# Slideshows from Photos



## Bobw235 (Jan 3, 2016)

Took some time the last few days to create a few slide shows from my photos over the years.  Used my Macbook Pro.  The built in program templates with music make it so easy.  One that I created was for my grandkids and son, with a photo essay on my father-in-law, who just passed away.  My son loved it and it should be a good way for my grandkids to see the man they never knew.  My eyes filled up the first time I watched it.  

Then I put together a longer group from our 2 weeks in St. Ives, UK last year.  A good way for the grandkids to look back on their time with us.  It was a fun vacation and as I made this slide show, I realize how many great shots I took.

Do any of you put together slide shows and send them out to relatives?


----------



## 911 (Jan 3, 2016)

We do. I use Kizoa because it is fun to experiment with all kinds of the different features in the program. It's kind of like making a memory book for future generations to view. I put them on a 256 KB flash drive and keep adding to it. I have so many of them already completed, I may just get a 1 TB hard drive and put them all on it.


----------



## Ken N Tx (Jan 4, 2016)

================================

• **Jobs**:
1 – Return the passage of the slideshow thread from "Then I put together" to "out to relatives?" word for word.
2 – Carry the forum thread on photo slideshows forward from the point where it stops.

================================

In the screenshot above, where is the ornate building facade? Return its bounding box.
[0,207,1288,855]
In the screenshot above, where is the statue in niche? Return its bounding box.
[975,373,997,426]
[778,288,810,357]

================================

• **Set of answers**:
1 –
Then I put together a longer group from our 2 weeks in St. Ives, UK last year.  A good way for the grandkids to look back on their time with us.  It was a fun vacation and as I made this slide show, I realize how many great shots I took.

Do any of you put together slide shows and send them out to relatives?

2 –
Bobw235 said:


> Took some time the last few days to create a few slide shows from my photos over the years.  Used my Macbook Pro.  The built in program templates with music make it so easy.  One that I created was for my grandkids and son, with a photo essay on my father-in-law, who just passed away.  My son loved it and it should be a good way for my grandkids to see the man they never knew.  My eyes filled up the first time I watched it.
> 
> Then I put together a longer group from our 2 weeks in St. Ives, UK last year.  A good way for the grandkids to look back on their time with us.  It was a fun vacation and as I made this slide show, I realize how many great shots I took.
> 
> Do any of you put together slide shows and send them out to relatives?



I have put together many slides/videos and posted them to YouTube and shared them on my kids FaceBook pages..I love to embarrass them!!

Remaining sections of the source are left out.